(Document segment Opens)
The man sat next to me at lunch at the conference I attended last month in Florida. He is a reliability engineer. His professional life has a foundation built on numbers. He began talking about Covid and how he and his wife had both contracted a bad case of the virus. She took a medication recommended by few doctors. She did recover. I’m not talking about medicine here.

He quoted statistics from India to support their decision.

I was surprised. He has far more training in numbers than I, yet he quoted statistics that had a spurious rigor. If he used numbers like that in his plant, some very expensive equipment would be broken.

We all get suckered in by statistics that are incomplete or misleading. And we all can miss those numbers that tell us something important. We should stop and consider when we see numbers thrown around in the news or across the dining table.

Soon after my conversation, I ran across The Data Detective: Ten Easy Rules to Make Sense of Statistics by Tim Harford. This book does not require a background in math. It is readable. Packed with stories about people who famously got the numbers wrong and those who got them right. This book will help you not be fooled by every number you see flashed at you.

I suppose I should hint at the ten rules.

  • Stop and notice our emotional reactions
  • Combine the “bird’s eye” statistical perspective with the “worm’s-eye” view from personal experience
  • Look at labels on the data, do we understand what’s really described
  • Look for comparisons and context
  • Look behind the statistics at where they come from
  • Ask what is missing
  • Ask tough questions about algorithms and the big datasets
  • Pay more attention to the bedrock of official statistics
  • Look under the surface of any beautiful chart or graph
  • Keep an open mind

And finally, Harford’s “golden rule”—a good trait to develop for life in general—Be curious.
(Document segment Closes)
(Supplied entries Opens)
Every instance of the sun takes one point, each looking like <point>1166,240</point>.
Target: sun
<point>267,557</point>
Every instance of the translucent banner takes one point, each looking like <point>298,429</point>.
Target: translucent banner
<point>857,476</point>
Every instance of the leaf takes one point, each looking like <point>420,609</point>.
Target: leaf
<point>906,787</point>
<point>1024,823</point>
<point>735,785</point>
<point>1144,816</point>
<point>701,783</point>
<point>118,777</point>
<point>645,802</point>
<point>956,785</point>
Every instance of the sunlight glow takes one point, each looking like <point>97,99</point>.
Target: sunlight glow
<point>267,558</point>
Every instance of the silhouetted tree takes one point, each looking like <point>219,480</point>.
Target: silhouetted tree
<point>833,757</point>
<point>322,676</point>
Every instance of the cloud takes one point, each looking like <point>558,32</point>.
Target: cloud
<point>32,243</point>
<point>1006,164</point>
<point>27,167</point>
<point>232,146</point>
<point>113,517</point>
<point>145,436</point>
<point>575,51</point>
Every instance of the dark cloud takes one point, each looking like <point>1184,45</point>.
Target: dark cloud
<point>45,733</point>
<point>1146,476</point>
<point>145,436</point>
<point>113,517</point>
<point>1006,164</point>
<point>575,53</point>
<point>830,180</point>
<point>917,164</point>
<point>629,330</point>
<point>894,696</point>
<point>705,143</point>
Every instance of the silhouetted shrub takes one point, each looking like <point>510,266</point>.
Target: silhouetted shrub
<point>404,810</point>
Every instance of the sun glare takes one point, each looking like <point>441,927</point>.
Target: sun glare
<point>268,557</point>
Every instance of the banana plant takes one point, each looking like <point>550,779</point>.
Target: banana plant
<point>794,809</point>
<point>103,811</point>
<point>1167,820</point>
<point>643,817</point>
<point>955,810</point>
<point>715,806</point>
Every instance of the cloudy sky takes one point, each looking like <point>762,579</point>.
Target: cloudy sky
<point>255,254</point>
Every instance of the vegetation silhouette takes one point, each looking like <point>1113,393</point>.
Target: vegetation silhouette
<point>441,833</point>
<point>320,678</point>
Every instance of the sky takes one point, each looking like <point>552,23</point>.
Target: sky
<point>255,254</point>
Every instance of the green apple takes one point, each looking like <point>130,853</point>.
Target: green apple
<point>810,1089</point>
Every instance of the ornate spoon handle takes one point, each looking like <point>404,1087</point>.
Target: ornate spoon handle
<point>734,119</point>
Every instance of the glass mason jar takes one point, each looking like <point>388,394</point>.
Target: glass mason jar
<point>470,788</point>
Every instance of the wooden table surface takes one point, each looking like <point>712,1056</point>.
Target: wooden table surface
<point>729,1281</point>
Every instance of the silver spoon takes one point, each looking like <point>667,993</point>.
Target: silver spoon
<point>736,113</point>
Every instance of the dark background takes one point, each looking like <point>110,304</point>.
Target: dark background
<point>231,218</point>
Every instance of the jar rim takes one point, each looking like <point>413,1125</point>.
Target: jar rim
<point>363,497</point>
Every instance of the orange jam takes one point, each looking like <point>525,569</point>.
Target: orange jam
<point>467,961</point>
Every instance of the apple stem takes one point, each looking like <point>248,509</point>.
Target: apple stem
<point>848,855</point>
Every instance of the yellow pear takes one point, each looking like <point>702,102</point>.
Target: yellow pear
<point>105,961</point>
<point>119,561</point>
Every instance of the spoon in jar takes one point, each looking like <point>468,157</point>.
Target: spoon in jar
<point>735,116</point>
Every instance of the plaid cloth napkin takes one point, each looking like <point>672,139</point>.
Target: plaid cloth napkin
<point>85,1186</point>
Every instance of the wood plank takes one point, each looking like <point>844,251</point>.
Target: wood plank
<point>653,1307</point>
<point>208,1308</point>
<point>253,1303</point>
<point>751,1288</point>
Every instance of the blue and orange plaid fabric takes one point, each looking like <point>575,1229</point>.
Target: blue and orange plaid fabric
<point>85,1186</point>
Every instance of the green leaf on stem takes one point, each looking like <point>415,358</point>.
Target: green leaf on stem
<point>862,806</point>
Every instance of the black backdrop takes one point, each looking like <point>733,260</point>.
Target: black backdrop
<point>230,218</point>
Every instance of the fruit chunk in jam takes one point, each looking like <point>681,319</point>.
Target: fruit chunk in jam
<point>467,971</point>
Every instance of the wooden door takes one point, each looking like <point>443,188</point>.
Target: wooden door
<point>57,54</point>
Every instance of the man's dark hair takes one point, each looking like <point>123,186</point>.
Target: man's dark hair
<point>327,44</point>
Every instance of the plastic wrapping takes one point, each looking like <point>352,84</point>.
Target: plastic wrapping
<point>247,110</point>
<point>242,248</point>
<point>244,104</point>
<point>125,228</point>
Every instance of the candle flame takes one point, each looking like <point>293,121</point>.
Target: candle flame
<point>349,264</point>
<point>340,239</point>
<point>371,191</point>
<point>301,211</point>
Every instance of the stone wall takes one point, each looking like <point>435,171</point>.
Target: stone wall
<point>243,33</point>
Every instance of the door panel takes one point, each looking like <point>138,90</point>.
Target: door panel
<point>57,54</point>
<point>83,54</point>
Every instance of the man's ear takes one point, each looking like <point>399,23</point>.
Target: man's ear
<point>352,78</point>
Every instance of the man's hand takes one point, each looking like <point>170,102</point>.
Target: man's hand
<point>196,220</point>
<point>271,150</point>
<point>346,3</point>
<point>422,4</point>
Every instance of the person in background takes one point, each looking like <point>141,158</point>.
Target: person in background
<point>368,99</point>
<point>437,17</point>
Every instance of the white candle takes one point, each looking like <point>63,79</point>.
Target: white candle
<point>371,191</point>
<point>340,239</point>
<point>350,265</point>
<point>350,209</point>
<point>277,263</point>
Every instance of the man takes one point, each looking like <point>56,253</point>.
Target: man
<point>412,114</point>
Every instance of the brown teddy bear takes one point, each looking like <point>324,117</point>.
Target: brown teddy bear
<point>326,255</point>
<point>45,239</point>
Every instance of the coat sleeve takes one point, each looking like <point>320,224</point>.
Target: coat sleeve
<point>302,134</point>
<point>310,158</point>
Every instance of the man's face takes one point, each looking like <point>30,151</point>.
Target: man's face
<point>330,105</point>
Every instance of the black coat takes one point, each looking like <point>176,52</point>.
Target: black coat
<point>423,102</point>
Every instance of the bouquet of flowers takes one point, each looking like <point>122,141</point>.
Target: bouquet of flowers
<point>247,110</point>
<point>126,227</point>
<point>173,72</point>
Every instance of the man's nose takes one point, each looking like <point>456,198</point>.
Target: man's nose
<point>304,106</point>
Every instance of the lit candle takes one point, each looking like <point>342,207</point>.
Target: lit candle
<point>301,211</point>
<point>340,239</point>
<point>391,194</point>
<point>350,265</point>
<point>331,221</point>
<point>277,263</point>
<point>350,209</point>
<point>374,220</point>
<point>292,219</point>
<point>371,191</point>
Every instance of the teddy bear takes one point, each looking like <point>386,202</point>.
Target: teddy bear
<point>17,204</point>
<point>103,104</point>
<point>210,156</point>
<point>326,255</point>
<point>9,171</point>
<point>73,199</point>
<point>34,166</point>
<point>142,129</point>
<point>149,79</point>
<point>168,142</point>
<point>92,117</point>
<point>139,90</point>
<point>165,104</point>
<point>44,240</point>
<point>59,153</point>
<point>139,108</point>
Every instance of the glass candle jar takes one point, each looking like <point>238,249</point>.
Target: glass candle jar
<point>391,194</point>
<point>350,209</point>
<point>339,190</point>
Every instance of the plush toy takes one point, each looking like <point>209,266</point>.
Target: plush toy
(Supplied entries Closes)
# To do
Please sum up the piece on misleading statistics in two sentences.

# Solved exercise
After a reliability engineer at a conference lunch cited statistics from India that had a spurious rigor to support his and his wife's decision about a Covid medication, the writer reflects that we all get suckered in by incomplete or misleading statistics and can miss the numbers that tell us something important. The writer recommends Tim Harford's The Data Detective, a readable book that needs no math background and offers ten rules for making sense of statistics, plus a golden rule: be curious.